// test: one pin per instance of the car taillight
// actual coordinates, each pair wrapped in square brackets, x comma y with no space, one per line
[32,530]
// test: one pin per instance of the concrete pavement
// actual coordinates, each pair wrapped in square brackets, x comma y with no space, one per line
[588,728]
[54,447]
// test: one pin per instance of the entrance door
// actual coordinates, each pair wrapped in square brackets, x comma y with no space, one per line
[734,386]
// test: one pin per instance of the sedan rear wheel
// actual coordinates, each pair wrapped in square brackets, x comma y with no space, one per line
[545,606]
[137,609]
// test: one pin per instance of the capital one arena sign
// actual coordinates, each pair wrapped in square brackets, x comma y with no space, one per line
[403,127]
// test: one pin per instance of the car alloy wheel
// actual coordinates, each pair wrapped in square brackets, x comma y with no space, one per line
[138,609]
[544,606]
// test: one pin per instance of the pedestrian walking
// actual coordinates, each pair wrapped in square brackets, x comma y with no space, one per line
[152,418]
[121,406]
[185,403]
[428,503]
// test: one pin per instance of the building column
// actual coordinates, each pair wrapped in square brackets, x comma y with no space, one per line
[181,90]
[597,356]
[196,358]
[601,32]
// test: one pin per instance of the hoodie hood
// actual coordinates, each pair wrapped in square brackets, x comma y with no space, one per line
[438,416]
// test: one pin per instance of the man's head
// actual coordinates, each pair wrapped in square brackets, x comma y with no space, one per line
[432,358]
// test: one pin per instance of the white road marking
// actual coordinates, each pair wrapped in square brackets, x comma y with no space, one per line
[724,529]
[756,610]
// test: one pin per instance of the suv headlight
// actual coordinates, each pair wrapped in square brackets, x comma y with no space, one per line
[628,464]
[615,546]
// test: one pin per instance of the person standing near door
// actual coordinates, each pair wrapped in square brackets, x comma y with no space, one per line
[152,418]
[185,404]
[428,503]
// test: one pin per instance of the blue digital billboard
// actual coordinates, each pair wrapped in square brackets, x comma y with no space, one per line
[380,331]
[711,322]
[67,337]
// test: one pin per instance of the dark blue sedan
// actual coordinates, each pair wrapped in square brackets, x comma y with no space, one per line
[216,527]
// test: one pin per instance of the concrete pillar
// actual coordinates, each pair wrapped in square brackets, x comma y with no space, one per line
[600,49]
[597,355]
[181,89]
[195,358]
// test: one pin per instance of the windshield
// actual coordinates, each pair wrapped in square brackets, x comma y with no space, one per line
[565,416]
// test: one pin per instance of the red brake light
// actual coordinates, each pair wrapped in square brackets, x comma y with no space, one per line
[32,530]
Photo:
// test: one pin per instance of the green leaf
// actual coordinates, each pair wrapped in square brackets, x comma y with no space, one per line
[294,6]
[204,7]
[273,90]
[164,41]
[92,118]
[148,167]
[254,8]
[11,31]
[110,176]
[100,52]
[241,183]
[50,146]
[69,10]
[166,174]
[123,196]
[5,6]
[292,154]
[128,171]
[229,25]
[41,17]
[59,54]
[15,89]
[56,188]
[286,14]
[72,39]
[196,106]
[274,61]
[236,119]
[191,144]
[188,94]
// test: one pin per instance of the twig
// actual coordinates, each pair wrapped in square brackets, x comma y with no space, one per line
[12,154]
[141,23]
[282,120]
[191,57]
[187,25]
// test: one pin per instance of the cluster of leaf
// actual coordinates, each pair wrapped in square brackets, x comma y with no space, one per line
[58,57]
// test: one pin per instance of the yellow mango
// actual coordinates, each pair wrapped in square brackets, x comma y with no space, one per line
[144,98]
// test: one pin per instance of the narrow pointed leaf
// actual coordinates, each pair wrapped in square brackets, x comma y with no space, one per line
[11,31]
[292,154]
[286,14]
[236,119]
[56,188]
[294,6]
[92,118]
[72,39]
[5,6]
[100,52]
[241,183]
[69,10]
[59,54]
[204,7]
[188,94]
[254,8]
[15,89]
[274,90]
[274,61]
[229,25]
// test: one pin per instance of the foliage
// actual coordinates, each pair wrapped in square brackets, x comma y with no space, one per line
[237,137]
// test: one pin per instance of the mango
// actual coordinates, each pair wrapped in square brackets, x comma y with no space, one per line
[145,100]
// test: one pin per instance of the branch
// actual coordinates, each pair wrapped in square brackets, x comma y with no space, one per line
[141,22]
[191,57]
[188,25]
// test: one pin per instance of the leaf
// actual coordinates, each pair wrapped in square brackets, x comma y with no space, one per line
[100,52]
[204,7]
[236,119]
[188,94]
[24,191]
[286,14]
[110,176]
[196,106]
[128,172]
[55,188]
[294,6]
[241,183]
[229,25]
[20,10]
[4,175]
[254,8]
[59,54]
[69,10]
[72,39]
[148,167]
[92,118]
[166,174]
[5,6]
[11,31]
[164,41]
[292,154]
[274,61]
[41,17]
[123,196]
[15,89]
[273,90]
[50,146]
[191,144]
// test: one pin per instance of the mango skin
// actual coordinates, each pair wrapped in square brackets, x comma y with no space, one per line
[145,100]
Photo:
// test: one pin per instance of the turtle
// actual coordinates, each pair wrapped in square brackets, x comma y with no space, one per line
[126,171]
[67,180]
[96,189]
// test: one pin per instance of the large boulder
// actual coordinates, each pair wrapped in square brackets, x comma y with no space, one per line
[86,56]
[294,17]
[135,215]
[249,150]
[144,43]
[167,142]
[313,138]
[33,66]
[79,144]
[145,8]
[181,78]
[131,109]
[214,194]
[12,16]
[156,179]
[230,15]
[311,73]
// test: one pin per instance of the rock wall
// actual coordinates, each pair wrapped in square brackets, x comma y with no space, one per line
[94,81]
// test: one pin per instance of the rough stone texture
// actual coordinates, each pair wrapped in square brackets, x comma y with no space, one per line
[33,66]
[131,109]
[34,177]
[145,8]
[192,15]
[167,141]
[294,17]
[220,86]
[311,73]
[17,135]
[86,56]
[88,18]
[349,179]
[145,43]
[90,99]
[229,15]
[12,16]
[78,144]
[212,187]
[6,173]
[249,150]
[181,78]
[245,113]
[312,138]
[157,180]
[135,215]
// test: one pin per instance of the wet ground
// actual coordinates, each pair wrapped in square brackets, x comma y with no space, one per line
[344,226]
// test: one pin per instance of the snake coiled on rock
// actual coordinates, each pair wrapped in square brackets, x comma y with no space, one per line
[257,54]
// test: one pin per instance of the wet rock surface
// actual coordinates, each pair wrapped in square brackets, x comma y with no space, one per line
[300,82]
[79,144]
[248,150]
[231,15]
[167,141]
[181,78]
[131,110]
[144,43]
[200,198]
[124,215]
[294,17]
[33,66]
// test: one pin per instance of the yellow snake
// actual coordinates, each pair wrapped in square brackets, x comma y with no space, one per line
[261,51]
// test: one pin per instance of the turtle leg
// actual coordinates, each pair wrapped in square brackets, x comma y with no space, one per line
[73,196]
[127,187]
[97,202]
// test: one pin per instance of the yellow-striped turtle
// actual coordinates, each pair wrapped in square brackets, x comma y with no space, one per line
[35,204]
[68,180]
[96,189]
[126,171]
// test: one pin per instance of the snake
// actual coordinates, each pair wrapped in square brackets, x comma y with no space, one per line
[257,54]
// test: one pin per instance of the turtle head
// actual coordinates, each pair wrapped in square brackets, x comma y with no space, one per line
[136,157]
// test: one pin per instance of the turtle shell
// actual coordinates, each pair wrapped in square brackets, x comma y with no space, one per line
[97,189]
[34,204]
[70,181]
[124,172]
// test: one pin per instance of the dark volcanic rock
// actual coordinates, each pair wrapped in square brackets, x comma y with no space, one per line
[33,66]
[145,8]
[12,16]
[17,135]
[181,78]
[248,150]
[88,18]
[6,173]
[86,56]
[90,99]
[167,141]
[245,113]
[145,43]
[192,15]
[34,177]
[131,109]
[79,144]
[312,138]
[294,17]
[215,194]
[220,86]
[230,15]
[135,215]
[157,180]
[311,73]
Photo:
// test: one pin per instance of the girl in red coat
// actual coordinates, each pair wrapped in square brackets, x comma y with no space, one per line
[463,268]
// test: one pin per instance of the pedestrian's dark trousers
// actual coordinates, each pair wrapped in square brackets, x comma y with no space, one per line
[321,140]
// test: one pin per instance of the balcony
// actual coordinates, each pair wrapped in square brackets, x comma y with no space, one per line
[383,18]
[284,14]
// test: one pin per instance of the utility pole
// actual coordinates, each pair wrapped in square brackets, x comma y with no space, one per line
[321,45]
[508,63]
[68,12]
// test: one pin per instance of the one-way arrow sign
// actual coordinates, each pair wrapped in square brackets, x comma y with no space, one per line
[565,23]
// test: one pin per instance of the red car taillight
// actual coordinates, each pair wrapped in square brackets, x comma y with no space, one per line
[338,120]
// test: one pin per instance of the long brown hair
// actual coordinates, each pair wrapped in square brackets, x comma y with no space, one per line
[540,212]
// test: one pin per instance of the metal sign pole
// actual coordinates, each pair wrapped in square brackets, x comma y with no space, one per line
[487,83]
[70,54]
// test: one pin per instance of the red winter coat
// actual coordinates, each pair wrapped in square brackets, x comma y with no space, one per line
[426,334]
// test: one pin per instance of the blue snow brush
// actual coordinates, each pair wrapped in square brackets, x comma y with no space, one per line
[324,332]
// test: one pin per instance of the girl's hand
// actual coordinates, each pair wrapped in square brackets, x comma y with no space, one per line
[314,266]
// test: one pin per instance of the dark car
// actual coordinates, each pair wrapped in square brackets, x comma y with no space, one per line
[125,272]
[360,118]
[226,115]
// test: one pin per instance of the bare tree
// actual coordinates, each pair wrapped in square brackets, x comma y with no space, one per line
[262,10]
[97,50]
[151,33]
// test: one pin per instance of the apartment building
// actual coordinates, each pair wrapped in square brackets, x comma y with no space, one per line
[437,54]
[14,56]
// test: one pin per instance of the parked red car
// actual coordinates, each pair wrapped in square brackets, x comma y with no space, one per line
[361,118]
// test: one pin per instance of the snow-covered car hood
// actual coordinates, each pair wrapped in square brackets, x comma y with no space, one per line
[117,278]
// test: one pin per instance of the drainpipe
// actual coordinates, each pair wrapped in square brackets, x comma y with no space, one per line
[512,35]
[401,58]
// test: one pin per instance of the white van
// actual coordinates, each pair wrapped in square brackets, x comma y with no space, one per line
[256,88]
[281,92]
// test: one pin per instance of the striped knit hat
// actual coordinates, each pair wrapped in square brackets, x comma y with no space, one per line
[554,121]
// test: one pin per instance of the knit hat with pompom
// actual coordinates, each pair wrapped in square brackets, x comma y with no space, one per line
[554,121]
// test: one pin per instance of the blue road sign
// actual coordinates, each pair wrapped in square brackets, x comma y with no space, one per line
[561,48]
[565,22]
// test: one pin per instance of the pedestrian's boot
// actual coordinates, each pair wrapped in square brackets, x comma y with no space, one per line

◆ **Required work**
Show every line above in which the word "wheel" is found.

◆ **Response box**
// test: one pin per instance of the sedan rear wheel
// test: one pin per instance of the car alloy wheel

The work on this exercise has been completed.